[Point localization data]
=== Begin Enclosure ===

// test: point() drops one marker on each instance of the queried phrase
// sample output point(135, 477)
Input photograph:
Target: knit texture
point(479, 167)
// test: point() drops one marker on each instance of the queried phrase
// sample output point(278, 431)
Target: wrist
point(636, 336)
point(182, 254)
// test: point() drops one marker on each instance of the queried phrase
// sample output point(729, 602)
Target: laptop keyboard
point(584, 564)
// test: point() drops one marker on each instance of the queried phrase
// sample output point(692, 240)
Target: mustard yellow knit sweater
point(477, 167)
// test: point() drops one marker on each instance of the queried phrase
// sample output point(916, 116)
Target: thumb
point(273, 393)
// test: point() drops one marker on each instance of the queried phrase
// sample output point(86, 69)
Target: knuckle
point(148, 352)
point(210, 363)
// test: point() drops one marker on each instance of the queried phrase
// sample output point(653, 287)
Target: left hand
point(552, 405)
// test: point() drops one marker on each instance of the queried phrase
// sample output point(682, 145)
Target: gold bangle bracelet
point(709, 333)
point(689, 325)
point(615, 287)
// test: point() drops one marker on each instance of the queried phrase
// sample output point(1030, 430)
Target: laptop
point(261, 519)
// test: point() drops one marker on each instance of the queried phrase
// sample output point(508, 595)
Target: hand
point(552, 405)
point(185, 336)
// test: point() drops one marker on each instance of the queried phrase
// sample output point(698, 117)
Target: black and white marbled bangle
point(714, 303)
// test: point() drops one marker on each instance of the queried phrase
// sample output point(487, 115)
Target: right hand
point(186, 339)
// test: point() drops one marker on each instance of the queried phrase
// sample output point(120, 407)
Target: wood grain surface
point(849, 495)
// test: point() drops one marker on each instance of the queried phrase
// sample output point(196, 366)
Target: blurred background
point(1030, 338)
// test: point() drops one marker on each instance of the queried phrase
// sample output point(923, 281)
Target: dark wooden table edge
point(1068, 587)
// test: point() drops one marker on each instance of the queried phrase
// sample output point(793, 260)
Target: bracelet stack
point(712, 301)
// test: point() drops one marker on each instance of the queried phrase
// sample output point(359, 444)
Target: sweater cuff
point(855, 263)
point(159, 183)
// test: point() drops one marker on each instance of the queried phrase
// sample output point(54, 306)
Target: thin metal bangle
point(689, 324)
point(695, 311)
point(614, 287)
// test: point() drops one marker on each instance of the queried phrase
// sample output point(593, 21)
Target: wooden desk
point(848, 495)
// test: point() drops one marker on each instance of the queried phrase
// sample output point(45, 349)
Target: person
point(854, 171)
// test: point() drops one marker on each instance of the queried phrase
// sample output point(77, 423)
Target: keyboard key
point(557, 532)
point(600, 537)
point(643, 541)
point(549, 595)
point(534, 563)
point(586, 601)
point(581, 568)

=== End Enclosure ===

_EXERCISE AIM_
Write out only the lines from the very start of the entries above to the line that includes "output point(698, 117)", both ends included, each one unchanged.

_ANSWER FOR THIS EXERCISE_
// test: point() drops one marker on each instance of the queried phrase
// sample output point(135, 477)
Input photograph:
Target: knit texture
point(479, 167)
// test: point() drops one marker on each instance of the queried phrase
// sample output point(278, 431)
Target: wrist
point(636, 336)
point(182, 254)
// test: point() drops one marker on each instance of the queried phrase
// sample output point(729, 602)
Target: laptop keyboard
point(584, 564)
// test: point() drops one marker on each instance of the queried phrase
// sample output point(692, 240)
Target: mustard yellow knit sweater
point(477, 167)
// test: point() drops one marker on each instance of the queried phrase
// sample output point(916, 116)
Target: thumb
point(273, 393)
// test: point() drops one marker on each instance of the queried phrase
// sample output point(86, 69)
Target: knuckle
point(148, 352)
point(210, 363)
// test: point() drops one marker on each instance of the queried phrase
// sample output point(653, 287)
Target: left hand
point(552, 405)
// test: point() drops one marker on each instance of the queried phrase
// sample output point(682, 145)
Target: gold bangle bracelet
point(709, 333)
point(689, 325)
point(615, 287)
// test: point() drops one marker on each instance of the queried phrase
// sample output point(1030, 430)
Target: laptop
point(261, 519)
// test: point() drops one marker on each instance of the queried phrase
// sample output point(508, 595)
Target: hand
point(552, 405)
point(185, 336)
// test: point() drops one marker on each instance of the queried phrase
// sample output point(698, 117)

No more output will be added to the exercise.